### Provided records

════════════════

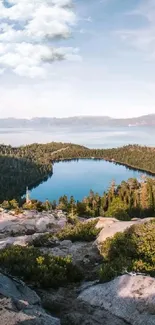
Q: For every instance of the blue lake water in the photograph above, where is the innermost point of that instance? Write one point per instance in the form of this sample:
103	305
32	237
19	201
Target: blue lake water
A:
78	177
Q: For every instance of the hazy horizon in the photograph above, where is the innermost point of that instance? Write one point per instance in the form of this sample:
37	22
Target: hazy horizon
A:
62	58
77	116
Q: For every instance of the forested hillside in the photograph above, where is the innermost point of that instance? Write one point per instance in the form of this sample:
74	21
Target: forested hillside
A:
25	166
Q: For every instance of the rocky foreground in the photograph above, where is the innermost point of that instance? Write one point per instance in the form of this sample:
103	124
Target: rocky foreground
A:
126	300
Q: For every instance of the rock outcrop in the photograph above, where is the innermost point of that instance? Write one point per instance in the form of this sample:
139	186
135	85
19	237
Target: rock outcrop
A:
128	298
19	305
111	226
20	229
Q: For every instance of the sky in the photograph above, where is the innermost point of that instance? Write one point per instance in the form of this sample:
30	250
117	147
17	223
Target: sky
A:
61	58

════════════════

### Aim of the exercise
Go back to the data above and please quote exactly, and only, the lines from the line with "Q: For every instance of the hazy" through its last line.

### Completed exercise
Q: For every instance of the hazy horizon in the photograph above, where is the innermost point of that instance? Write one point per instance in the form of this sample:
37	22
Target: hazy horizon
A:
62	58
77	116
Q: For every instance of the forested hillside in the photograph above, where is the innermost point of that instance? Write one point per instance in the form of this sample:
74	21
Target: forested hillside
A:
25	166
Q: For every instance of the rocky foreground in the photograph above, where is the innermost point of that instance? Write one point per instance in the form of this sample:
103	124
Target: rocky foreground
A:
126	300
Q: For every instance of the rock outcrop in the photograph above, where is the innermost point of that instance? Write one point per instance in the form of this sample:
139	186
135	85
19	237
Target: rock outcrop
A:
128	298
19	305
111	226
20	229
Q: For every instance of the sky in the photograph above, where is the innermost point of that instance? Write one point per instance in the form of this sample:
30	250
117	147
17	223
Target: sky
A:
61	58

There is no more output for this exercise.